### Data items
──────────
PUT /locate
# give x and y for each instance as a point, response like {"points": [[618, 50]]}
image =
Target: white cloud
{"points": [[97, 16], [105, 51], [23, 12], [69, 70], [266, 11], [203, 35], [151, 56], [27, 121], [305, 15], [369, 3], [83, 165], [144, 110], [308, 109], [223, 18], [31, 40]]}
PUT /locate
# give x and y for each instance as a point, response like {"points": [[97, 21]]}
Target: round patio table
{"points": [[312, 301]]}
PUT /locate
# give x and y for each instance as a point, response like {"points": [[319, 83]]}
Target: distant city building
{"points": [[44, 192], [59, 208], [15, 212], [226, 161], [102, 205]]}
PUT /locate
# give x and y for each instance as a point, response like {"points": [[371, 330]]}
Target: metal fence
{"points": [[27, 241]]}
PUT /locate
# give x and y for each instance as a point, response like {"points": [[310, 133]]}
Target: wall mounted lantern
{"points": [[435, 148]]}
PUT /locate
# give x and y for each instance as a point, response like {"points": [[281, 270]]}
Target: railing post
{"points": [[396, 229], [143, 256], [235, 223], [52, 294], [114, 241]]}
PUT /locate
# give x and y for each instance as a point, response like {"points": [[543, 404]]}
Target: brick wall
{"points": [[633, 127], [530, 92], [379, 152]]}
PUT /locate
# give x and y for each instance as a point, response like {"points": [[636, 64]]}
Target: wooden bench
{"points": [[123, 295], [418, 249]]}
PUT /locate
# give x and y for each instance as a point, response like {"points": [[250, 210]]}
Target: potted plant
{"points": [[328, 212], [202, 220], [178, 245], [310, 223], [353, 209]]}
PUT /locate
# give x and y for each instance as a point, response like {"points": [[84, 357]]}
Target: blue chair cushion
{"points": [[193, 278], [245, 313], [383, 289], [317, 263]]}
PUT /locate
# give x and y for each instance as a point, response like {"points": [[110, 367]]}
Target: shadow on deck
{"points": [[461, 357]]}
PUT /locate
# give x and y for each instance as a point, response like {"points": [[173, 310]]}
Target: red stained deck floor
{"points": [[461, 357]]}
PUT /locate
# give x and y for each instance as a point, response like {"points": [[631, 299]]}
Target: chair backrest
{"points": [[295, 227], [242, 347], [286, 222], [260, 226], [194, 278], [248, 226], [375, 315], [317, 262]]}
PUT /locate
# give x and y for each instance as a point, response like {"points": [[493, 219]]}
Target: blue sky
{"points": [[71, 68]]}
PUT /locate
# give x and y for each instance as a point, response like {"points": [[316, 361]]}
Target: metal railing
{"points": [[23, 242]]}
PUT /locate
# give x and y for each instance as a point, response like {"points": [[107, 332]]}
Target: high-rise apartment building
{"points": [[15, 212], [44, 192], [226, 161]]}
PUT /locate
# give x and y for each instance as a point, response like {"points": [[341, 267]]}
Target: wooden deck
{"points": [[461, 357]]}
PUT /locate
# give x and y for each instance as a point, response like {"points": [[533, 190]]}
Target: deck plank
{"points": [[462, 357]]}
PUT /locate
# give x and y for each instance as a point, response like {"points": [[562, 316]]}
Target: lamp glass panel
──────────
### Exercise
Rewrite the material from its first line up to and including the line with "Target: white cloud", replacing "instance" with "object" and leaving everything else unchanged.

### Full solution
PUT /locate
# give x and y for each object as a point, response like {"points": [[618, 50]]}
image =
Target: white cloud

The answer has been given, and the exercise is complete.